* **GOAL**: Pull out the rows below from the line with "Quick question — can you spot any snowy" to the line with "45 10 49 13", including both ends. Copy them word for word.

..............................

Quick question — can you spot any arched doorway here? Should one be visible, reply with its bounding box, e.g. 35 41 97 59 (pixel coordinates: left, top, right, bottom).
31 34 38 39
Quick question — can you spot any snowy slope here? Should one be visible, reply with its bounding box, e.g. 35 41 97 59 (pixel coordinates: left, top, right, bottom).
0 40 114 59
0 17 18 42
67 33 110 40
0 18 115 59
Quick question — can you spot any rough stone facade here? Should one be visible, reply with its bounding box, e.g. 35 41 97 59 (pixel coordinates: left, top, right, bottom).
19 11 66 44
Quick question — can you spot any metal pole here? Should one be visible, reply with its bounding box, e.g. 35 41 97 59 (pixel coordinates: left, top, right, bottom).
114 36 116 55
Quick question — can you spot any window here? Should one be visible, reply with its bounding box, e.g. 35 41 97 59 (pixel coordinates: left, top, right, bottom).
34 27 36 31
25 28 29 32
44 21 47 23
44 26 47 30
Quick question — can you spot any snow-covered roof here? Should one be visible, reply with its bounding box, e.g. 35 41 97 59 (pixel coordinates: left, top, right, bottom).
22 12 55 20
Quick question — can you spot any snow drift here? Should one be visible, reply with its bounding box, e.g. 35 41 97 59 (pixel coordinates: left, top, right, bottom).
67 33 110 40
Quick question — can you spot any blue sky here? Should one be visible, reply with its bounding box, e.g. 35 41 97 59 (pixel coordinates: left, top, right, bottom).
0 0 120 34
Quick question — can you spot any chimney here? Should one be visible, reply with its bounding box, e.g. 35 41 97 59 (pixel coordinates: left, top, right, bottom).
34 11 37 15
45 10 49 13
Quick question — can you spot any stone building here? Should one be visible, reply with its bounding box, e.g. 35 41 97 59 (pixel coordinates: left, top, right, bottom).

..............................

* **EXERCISE RESULT**:
Quick question — can you spot any snowy slope here? Should one be visible, reply with its bounding box, e.g. 35 41 97 59 (pixel coordinates: left, top, right, bottom).
0 40 114 59
0 17 18 42
67 33 110 40
0 18 115 59
Quick question — can you spot any rough stone facade here? Should one be visible, reply with its bounding box, e.g. 35 41 97 59 (pixel coordinates: left, top, right, bottom).
19 11 66 44
Quick question — can you spot any metal pole here? Should one be visible, reply with its bounding box, e.g. 35 41 97 59 (pixel coordinates: left, top, right, bottom).
114 36 116 55
Quick question — can you spot any window here? Should one be visible, reply with its bounding box, e.g. 35 41 97 59 (pixel coordinates: left, top, right, bottom).
34 27 36 31
25 28 29 32
44 21 47 23
44 26 47 30
Quick question — can you spot any snow-covered roof here? Should one be visible, reply with its bounding box, e.g. 35 41 97 59 (pixel coordinates: left, top, right, bottom).
22 12 55 20
Quick question — can you spot any snow drift here? Should one be visible, reply with its bounding box, e.g. 35 41 97 59 (pixel coordinates: left, top, right, bottom).
67 33 110 40
Quick question — can you spot any blue sky here? Should one be visible, reply with its bounding box, e.g. 35 41 97 59 (pixel coordinates: left, top, right, bottom).
0 0 120 34
Quick question — can you spot any chimney here? Should one be visible, reply with its bounding box, e.g. 35 41 97 59 (pixel coordinates: left, top, right, bottom).
34 11 37 15
45 10 49 13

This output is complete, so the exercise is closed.